__Source extract__
#####

ABC's owner, David Waltemath, passed away in September 2023. ABC has filed a notice dismissing Mr. Waltemath as a plaintiff and explaining that this action does not abate and will proceed with the remaining parties. Doc. 72 (citing Fed.R.Civ.P. 25(a)(2)).

I. Background.

This case is the latest in a longstanding dispute between ABC and the Flood Control District of Maricopa County (the “District”). ABC operates a sand and gravel mine in the floodplain at the confluence of the New and the Agua Fria Rivers in Maricopa County, Arizona. The District regulates and issues five-year permits for mining operations in floodplains. See A.R.S. §§ 48-3609(B)(1), 48-3613(A); Floodplain Regulations for Maricopa County §§ 401-04.

#####

__Records to process__
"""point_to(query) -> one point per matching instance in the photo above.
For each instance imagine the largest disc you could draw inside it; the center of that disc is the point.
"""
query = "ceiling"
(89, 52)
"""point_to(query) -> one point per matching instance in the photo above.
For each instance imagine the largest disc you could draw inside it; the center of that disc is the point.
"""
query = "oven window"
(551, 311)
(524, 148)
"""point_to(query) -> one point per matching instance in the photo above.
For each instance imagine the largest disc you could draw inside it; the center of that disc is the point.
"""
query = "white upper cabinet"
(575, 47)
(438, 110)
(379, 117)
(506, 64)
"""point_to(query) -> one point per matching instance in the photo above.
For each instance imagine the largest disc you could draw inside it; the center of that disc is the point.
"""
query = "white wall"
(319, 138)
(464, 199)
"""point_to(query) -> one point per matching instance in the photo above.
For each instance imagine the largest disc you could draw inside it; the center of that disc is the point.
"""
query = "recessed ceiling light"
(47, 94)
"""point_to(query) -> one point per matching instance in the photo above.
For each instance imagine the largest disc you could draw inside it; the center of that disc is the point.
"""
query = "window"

#####

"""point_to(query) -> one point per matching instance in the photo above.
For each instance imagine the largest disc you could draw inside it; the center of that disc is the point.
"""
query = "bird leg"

#####

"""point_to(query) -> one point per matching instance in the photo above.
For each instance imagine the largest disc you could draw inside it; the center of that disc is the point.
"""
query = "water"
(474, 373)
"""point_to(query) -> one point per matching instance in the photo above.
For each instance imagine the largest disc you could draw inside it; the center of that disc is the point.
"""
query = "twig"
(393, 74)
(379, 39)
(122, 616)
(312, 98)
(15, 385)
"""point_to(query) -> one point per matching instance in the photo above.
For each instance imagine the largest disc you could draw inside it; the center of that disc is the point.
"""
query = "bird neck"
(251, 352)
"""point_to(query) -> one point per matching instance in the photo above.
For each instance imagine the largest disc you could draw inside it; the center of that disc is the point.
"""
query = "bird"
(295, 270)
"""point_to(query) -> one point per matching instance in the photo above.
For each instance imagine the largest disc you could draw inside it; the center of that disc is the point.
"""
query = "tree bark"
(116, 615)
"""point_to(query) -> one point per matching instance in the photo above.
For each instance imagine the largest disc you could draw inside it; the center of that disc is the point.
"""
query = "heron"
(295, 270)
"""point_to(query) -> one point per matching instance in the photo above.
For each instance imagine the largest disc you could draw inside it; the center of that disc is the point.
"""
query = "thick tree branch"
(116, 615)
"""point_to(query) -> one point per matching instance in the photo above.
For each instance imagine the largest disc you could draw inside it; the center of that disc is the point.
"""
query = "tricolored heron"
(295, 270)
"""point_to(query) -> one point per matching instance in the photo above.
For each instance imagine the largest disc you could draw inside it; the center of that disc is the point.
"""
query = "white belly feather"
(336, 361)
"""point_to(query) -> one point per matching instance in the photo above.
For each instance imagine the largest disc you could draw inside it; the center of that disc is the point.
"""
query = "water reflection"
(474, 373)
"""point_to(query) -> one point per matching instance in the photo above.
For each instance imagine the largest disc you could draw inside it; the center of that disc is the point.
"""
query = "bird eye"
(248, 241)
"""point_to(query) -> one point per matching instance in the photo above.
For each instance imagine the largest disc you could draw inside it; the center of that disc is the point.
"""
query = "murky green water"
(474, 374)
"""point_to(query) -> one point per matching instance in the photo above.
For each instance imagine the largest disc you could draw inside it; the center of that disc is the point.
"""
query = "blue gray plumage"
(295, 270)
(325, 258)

#####

__Task A__
Summarize the excerpt on ABC's dispute with the Flood Control District in two sentences.
__Task B__
Count the lines of the records that contain the string "water", treating case as significant, and reply with only the number.
The text and the records come from unrelated sources.

__Exercise output A__
ABC's owner, David Waltemath, died in September 2023, and ABC has dismissed him as a plaintiff while the action proceeds with the remaining parties. The case is the latest in a longstanding dispute between ABC, which operates a sand and gravel mine in a Maricopa County floodplain, and the Flood Control District, which regulates and issues five-year permits for mining operations in floodplains.

__Exercise output B__
3